**SHORT TASK:** Pull out every line of the material below that contains the string "spaces", and treat uppercase and lowercase letters as different.

**RECORDS FOR THE TASK:**
+ + + + + + +

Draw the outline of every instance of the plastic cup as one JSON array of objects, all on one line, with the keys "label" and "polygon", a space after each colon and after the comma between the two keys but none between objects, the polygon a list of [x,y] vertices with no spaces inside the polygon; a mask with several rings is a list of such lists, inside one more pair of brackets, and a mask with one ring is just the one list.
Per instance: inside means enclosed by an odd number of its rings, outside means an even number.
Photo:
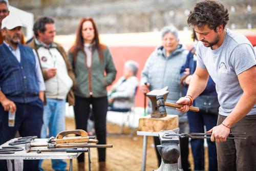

+ + + + + + +

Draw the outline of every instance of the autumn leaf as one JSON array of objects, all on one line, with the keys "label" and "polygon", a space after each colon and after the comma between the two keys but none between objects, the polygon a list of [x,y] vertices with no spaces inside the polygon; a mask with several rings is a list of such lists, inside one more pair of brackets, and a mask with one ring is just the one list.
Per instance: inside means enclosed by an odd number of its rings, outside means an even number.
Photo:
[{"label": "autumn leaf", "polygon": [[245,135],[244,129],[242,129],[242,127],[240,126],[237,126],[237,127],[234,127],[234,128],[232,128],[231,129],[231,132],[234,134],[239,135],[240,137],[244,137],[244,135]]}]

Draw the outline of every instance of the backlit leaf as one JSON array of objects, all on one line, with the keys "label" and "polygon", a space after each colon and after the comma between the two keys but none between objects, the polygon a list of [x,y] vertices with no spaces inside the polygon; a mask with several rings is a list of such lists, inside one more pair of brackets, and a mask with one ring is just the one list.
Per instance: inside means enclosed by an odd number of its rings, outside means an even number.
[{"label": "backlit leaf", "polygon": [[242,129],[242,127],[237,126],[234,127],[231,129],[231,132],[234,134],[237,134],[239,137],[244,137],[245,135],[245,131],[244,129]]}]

+ + + + + + +

**FULL OUTPUT:**
Draw the outline of every instance of the plastic cup as one JSON array of objects, all on one line, with the keys "label" and "polygon", a space after each colon and after the comma between the two keys but none between objects, the polygon a list of [x,y] vertices with no spaces inside the polygon; a mask with several rings is a list of such lists, inside one more pair of brackets, and a mask with one ring is just the one list.
Draw the outline of every instance of the autumn leaf as one JSON array of objects, all on one line, with the keys "label" and "polygon", a space after each colon and after the comma between the two keys but none between objects, the polygon a list of [x,y] vertices with no spaces inside the polygon; a mask with several rings is a list of such lists, inside one more pair of brackets, and a mask with one ring is just the one list.
Draw the outline of every instance of the backlit leaf as one JSON array of objects, all on one line, with the keys "label" and "polygon", a space after each colon and after the comma between the two keys but none between objects, the polygon a list of [x,y] vertices with no spaces inside the polygon; a mask with several rings is a list of such lists, inside one more pair of brackets, and a mask with one ring is just the one list.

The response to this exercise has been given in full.